◆ **GIVEN TASK**:
Convert the entries below, from the line containing "Identify each instance of the bird's green" through the final line of the entries inclusive, into a numbered list with blank lines omitted. Leave the pictures out.

◆ **MATERIAL FOR THIS TASK**:
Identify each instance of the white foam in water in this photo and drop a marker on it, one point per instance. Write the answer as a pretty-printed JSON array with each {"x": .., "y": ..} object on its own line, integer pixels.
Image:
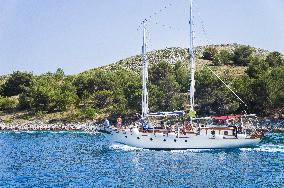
[
  {"x": 124, "y": 147},
  {"x": 190, "y": 150},
  {"x": 266, "y": 148}
]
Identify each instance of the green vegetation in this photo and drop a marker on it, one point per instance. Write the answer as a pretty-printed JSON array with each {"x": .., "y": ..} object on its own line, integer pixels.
[{"x": 116, "y": 89}]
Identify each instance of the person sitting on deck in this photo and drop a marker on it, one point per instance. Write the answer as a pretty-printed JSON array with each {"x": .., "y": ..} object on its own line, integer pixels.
[
  {"x": 119, "y": 122},
  {"x": 145, "y": 125},
  {"x": 106, "y": 123}
]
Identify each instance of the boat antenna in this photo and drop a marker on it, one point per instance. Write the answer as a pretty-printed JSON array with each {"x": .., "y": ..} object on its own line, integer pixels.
[
  {"x": 192, "y": 63},
  {"x": 145, "y": 108}
]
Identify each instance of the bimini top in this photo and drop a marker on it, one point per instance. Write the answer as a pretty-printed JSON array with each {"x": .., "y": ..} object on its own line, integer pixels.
[
  {"x": 233, "y": 116},
  {"x": 174, "y": 113}
]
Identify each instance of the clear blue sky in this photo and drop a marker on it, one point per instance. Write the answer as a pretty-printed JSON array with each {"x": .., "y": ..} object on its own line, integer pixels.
[{"x": 77, "y": 35}]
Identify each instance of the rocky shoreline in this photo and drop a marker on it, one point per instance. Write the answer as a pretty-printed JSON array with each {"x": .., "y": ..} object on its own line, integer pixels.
[{"x": 42, "y": 126}]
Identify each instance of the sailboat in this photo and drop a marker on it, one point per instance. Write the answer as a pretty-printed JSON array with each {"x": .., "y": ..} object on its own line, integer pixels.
[{"x": 159, "y": 131}]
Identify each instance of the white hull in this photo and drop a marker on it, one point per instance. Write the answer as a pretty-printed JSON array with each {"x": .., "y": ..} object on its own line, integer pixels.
[{"x": 132, "y": 137}]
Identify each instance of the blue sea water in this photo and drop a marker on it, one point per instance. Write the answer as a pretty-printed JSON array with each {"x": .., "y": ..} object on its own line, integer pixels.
[{"x": 64, "y": 159}]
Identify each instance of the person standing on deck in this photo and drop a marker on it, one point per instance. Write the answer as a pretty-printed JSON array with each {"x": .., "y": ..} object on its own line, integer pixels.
[
  {"x": 119, "y": 122},
  {"x": 106, "y": 123}
]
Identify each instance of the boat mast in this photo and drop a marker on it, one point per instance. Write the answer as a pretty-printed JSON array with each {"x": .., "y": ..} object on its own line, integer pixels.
[
  {"x": 145, "y": 108},
  {"x": 192, "y": 62}
]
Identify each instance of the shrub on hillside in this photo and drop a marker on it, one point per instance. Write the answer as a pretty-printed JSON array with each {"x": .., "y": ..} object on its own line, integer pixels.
[
  {"x": 242, "y": 55},
  {"x": 209, "y": 53},
  {"x": 7, "y": 103}
]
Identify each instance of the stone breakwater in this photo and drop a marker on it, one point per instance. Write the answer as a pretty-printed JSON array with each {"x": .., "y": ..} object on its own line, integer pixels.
[{"x": 41, "y": 126}]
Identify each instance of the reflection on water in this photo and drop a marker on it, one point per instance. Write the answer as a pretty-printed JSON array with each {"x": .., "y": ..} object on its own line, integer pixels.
[{"x": 39, "y": 159}]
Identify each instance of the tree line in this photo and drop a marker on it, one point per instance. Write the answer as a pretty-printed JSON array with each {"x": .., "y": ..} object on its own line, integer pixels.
[{"x": 98, "y": 92}]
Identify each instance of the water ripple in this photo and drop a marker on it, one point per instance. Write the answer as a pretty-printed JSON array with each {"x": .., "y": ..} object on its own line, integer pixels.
[{"x": 64, "y": 159}]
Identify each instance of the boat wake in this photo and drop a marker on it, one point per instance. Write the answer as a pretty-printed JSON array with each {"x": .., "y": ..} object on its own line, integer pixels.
[
  {"x": 266, "y": 148},
  {"x": 124, "y": 147}
]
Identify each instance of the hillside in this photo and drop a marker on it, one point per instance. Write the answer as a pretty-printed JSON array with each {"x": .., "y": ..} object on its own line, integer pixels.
[
  {"x": 256, "y": 75},
  {"x": 175, "y": 54}
]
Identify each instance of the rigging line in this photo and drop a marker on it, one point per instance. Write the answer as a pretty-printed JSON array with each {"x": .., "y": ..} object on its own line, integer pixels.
[
  {"x": 202, "y": 24},
  {"x": 226, "y": 85},
  {"x": 153, "y": 15}
]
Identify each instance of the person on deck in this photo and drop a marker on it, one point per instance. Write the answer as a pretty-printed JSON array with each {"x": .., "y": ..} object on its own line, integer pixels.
[
  {"x": 119, "y": 122},
  {"x": 106, "y": 123}
]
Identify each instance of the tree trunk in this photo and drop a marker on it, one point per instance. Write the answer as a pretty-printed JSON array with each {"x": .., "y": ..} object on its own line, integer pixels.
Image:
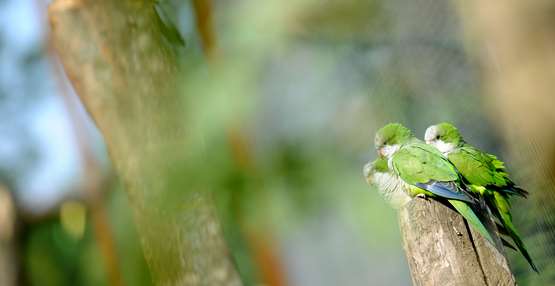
[
  {"x": 442, "y": 249},
  {"x": 514, "y": 41},
  {"x": 125, "y": 70}
]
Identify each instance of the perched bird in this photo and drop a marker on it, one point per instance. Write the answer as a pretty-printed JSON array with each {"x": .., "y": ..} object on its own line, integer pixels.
[
  {"x": 485, "y": 175},
  {"x": 379, "y": 176},
  {"x": 407, "y": 167}
]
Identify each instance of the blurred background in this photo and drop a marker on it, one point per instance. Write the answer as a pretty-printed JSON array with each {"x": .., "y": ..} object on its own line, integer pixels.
[{"x": 314, "y": 81}]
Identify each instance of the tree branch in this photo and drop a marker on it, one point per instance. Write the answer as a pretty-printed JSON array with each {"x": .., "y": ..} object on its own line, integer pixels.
[
  {"x": 443, "y": 250},
  {"x": 124, "y": 71}
]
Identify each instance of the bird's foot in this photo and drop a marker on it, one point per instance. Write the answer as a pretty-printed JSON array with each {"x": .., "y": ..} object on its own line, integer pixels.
[{"x": 422, "y": 196}]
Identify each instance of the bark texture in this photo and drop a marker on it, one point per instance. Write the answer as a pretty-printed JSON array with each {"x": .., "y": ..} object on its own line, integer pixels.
[
  {"x": 124, "y": 71},
  {"x": 443, "y": 250}
]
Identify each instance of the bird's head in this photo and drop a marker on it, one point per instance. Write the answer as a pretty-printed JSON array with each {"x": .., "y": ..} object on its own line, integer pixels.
[
  {"x": 389, "y": 139},
  {"x": 444, "y": 136},
  {"x": 377, "y": 166}
]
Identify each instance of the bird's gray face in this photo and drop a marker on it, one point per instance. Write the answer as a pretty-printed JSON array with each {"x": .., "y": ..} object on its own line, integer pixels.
[
  {"x": 433, "y": 137},
  {"x": 368, "y": 172},
  {"x": 386, "y": 147}
]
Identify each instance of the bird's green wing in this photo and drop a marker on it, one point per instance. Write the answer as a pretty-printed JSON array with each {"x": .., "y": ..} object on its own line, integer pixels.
[
  {"x": 476, "y": 167},
  {"x": 483, "y": 169},
  {"x": 466, "y": 211},
  {"x": 421, "y": 165}
]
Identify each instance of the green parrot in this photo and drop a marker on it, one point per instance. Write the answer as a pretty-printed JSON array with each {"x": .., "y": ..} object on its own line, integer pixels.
[
  {"x": 486, "y": 176},
  {"x": 379, "y": 176},
  {"x": 407, "y": 167}
]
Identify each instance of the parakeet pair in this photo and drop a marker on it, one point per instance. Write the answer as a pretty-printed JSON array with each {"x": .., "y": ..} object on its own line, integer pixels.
[{"x": 448, "y": 169}]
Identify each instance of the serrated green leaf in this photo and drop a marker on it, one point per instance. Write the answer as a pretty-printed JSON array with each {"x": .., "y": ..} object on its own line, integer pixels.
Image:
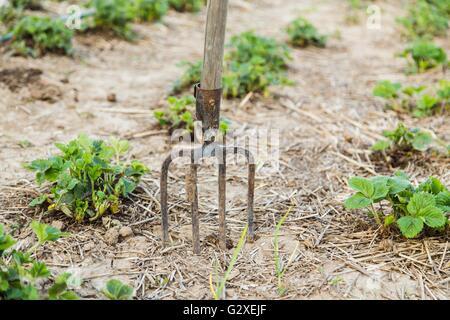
[
  {"x": 410, "y": 226},
  {"x": 419, "y": 202},
  {"x": 357, "y": 201},
  {"x": 116, "y": 290},
  {"x": 443, "y": 201},
  {"x": 433, "y": 217},
  {"x": 363, "y": 185}
]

◆ **WRITTEN SOLUTION**:
1. Identify each instance of the bird's green wing in this photo and drop a marker on it, one point per instance. Write the answer as a pretty-printed JSON array with each {"x": .., "y": ..} object on its own line, integer pixels.
2. [
3.   {"x": 476, "y": 167},
4.   {"x": 483, "y": 169},
5.   {"x": 466, "y": 211},
6.   {"x": 421, "y": 165}
7. ]
8. Identify each instance of the green parrot in this photo and drop a marker on it, one point per instance. Write the answer as a pretty-printed JSON array with each {"x": .., "y": ..} object on its own line, integer pixels.
9. [
10.   {"x": 486, "y": 176},
11.   {"x": 379, "y": 176},
12.   {"x": 407, "y": 167}
13. ]
14. Identify each instance of the parakeet pair in this photo and drop a marker on it, one point per instance. Write the answer as a pretty-printed JSON array with each {"x": .., "y": ..} object on its own line, integer pixels.
15. [{"x": 448, "y": 169}]
16. Identify each instance of the serrated green leaf in this photo and drop a marker on it, one point per instance. Write the answer as a pretty-printed JSON array with each {"x": .., "y": ..} object on its own line, integer pixels.
17. Image:
18. [
19.   {"x": 410, "y": 226},
20.   {"x": 419, "y": 202},
21.   {"x": 357, "y": 201},
22.   {"x": 116, "y": 290},
23.   {"x": 443, "y": 201},
24.   {"x": 433, "y": 217},
25.   {"x": 363, "y": 185}
26. ]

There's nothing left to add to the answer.